— Begin —

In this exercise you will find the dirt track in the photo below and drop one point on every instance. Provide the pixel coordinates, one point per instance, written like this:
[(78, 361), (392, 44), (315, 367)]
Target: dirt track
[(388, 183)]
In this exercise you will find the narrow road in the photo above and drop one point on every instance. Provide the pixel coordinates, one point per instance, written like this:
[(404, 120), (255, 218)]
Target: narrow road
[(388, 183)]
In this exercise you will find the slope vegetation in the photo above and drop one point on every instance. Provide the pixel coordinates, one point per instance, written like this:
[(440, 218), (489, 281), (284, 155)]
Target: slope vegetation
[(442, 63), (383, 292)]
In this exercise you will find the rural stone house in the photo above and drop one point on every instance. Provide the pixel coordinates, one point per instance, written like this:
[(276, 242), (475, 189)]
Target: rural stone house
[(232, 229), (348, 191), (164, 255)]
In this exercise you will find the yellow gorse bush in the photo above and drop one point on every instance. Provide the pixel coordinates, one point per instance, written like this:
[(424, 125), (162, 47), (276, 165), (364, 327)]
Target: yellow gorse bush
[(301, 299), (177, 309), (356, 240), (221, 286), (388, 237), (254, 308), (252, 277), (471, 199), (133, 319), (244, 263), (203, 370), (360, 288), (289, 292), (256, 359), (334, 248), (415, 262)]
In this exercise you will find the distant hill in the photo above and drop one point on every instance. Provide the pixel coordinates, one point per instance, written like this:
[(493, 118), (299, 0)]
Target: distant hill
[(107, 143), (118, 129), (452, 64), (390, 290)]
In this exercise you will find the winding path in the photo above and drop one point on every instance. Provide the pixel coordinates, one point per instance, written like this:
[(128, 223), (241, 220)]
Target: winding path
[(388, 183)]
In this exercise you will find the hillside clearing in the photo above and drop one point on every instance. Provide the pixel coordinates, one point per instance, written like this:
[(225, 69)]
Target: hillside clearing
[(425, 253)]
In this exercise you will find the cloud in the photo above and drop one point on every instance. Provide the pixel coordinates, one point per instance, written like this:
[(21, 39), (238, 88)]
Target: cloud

— End —

### OBJECTIVE
Reproduce the whole listing word for word.

### ANSWER TO THIS TASK
In this exercise you will find the dirt track in the photo below and drop one point on every instance. Provide the pixel coordinates, one point per instance, written like this:
[(78, 361), (392, 44), (315, 367)]
Target: dirt track
[(388, 183)]
In this exercise you will find the narrow road in the photo above and drop one point on every instance. Provide the pixel coordinates, one point per instance, written like this:
[(404, 120), (255, 218)]
Target: narrow road
[(388, 183)]
In this exercise you will find the slope vegetation in the photo above and drop one point on every instance. Provide the pixel coordinates, one point per instance, written like this:
[(440, 218), (489, 281), (284, 155)]
Target: slope vegetation
[(442, 63), (383, 292)]
In this exercise you will find the rural stone house in the photo above and drop one point on every instance. Provide the pixel coordinates, one point per instance, written like this:
[(276, 242), (475, 189)]
Target: rural stone house
[(232, 229), (348, 191), (164, 255)]
In this exercise you will find the yellow gorse bush in the photo above and drop one point on every instance. Provide the pixel coordinates, one point per instance, written like this:
[(424, 125), (162, 47), (276, 165), (364, 327)]
Target: yellow gorse bush
[(301, 299), (177, 309), (356, 240), (221, 286), (388, 237), (254, 308), (252, 277), (471, 199), (133, 319), (244, 263), (203, 370), (360, 288), (289, 292), (256, 359), (334, 248), (415, 262)]
In this exercise you will find the distant hill in the photo above and drop one point on every instance. Provide the pixel coordinates, one point per instance, written like this:
[(493, 118), (299, 0)]
Target: distant hill
[(107, 143), (118, 129), (452, 64), (390, 290)]
In this exercise you will find the winding path in the photo above and drop one point on every instance. Provide the pixel coordinates, one point per instance, written like this:
[(128, 223), (241, 220)]
Target: winding path
[(388, 183)]
In this exercise you will find the hillside clearing in the photo above and drop one point on every instance. Provide the pixel coordinates, one point per instance, written like this:
[(225, 69)]
Target: hillside clearing
[(425, 253)]
In this exercise you will find the cloud in the photo above and drop one point on every instance. Provide the pixel coordinates, one point per instance, written like this:
[(21, 39), (238, 88)]
Target: cloud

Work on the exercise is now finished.